* _Problem to solve_: List every line in the entries below that contains the word "shirt", copying each line in full.

Object pointing dataset entries:
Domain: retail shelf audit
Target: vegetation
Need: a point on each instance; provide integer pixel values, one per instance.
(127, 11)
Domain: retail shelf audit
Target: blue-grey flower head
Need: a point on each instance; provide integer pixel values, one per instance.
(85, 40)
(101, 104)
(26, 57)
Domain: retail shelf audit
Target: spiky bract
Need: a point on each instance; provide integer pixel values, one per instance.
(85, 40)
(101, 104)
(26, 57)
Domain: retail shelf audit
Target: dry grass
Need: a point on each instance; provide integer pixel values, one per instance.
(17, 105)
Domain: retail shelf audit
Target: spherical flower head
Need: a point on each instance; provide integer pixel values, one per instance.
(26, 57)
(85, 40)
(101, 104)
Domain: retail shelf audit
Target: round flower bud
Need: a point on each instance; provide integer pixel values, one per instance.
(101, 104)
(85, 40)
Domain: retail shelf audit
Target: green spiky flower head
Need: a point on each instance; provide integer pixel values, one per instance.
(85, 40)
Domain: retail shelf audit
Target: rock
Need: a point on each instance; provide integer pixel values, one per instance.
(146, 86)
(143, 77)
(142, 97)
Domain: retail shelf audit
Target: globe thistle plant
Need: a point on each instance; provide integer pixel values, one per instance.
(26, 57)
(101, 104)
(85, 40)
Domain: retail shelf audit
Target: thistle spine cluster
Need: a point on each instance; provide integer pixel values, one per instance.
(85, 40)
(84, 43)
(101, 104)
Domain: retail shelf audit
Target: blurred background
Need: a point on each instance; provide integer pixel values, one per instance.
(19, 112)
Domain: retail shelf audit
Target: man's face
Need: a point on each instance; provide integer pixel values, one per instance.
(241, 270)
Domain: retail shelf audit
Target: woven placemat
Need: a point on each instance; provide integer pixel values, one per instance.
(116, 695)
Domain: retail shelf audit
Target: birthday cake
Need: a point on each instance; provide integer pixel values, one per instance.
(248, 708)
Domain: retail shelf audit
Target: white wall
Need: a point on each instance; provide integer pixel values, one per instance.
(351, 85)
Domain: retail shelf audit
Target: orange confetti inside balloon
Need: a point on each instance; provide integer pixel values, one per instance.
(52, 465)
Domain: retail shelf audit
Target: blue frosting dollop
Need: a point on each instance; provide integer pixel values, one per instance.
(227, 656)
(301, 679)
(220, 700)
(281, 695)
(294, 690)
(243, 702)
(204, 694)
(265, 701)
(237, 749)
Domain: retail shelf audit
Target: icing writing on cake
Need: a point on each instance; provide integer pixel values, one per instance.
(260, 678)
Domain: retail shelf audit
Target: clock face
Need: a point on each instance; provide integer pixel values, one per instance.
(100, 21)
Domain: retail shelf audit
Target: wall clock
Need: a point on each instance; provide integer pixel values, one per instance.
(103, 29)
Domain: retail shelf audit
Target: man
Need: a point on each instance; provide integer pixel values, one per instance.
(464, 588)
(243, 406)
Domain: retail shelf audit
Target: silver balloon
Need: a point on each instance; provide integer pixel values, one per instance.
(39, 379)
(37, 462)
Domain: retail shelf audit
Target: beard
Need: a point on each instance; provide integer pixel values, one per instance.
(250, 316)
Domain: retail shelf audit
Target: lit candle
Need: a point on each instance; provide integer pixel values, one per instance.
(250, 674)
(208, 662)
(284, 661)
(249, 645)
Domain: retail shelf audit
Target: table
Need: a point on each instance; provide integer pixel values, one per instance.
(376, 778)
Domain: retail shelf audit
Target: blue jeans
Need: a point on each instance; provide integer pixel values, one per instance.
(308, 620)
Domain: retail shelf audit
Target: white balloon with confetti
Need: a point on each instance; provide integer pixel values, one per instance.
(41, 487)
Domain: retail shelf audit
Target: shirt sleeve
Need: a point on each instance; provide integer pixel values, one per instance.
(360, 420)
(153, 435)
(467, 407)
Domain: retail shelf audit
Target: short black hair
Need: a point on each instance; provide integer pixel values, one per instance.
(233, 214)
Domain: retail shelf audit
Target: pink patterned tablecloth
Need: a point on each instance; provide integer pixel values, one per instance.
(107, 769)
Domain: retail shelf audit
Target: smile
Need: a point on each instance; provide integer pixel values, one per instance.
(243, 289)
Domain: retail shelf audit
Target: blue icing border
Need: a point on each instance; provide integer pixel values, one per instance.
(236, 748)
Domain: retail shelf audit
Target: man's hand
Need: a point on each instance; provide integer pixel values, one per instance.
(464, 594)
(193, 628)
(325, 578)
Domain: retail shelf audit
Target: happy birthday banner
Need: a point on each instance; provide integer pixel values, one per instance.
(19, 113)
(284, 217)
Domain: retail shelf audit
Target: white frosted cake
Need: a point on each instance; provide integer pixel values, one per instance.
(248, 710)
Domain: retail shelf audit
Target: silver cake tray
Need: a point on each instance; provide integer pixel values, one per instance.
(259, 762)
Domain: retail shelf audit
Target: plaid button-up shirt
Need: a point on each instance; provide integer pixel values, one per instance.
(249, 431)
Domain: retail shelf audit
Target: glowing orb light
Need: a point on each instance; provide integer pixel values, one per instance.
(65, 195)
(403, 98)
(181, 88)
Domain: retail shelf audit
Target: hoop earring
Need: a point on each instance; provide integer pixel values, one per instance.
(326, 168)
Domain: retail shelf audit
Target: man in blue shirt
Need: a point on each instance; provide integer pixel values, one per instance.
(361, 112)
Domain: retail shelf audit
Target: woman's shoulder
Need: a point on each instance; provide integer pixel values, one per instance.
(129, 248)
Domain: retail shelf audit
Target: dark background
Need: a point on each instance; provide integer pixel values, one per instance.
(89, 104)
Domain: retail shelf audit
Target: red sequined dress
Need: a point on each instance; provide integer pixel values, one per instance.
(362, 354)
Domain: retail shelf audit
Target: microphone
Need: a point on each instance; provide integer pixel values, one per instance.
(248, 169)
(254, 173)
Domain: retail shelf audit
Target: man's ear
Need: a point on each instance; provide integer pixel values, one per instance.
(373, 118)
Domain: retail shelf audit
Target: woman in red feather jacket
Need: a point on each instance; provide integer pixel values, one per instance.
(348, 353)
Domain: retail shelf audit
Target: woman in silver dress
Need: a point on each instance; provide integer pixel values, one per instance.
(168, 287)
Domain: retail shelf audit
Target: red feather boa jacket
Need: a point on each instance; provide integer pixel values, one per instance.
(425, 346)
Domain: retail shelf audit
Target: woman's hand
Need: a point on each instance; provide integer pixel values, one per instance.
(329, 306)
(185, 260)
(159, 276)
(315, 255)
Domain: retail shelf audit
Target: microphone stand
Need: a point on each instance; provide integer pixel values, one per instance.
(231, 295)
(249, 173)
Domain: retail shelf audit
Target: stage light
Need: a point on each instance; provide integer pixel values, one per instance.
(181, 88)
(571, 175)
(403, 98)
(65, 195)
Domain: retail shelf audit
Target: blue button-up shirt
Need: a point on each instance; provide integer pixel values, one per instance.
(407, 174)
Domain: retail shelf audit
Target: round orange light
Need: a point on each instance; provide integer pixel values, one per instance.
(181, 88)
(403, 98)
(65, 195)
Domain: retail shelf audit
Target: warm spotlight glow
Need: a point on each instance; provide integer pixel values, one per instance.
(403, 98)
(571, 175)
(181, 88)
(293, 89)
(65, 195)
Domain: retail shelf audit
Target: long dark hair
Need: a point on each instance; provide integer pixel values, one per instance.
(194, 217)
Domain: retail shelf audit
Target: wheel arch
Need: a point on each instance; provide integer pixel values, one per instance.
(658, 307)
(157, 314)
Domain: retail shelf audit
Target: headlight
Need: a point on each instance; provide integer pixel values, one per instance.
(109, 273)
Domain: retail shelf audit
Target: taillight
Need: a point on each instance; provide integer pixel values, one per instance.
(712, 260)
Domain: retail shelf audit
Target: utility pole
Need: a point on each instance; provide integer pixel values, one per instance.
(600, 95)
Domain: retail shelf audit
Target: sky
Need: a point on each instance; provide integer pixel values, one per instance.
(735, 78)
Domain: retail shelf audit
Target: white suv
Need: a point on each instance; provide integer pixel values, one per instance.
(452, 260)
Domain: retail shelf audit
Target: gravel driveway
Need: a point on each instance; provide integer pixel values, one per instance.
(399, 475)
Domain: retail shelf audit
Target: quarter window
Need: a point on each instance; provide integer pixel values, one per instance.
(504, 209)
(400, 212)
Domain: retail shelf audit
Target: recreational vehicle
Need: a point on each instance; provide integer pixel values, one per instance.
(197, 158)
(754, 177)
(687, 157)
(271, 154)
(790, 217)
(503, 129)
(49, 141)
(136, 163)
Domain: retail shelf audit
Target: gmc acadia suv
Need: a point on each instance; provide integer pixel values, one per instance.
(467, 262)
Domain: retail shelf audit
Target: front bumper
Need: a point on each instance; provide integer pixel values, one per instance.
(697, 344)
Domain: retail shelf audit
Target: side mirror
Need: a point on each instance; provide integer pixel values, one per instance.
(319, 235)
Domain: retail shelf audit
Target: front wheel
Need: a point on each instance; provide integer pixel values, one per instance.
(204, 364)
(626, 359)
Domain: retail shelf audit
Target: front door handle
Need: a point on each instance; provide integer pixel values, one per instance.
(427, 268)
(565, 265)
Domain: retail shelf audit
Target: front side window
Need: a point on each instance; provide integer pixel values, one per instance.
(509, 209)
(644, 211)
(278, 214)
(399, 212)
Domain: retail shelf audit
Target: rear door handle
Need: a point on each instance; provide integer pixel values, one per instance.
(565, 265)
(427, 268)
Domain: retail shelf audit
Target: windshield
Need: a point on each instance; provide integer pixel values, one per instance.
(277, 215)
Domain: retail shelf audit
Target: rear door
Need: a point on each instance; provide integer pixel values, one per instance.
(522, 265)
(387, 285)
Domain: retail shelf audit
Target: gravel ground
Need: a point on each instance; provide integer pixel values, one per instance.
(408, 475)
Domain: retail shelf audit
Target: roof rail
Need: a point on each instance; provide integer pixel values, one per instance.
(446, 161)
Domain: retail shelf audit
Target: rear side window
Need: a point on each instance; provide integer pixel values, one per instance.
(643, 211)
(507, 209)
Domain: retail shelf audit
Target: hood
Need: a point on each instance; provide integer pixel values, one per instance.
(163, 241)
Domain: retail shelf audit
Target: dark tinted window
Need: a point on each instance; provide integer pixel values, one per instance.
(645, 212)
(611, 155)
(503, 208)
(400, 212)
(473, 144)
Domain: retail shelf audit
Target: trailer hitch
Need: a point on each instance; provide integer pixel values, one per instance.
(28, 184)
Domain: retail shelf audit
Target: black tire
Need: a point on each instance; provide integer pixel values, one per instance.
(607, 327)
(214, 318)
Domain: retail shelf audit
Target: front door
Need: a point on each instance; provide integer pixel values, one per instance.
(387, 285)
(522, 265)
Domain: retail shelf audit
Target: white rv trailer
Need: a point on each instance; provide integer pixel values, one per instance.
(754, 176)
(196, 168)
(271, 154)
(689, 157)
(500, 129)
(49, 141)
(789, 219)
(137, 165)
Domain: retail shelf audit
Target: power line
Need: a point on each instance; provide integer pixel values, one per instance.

* _Expected answer_:
Target: shirt sleeve
Target: plaid button-up shirt
Target: man in blue shirt
Target: blue button-up shirt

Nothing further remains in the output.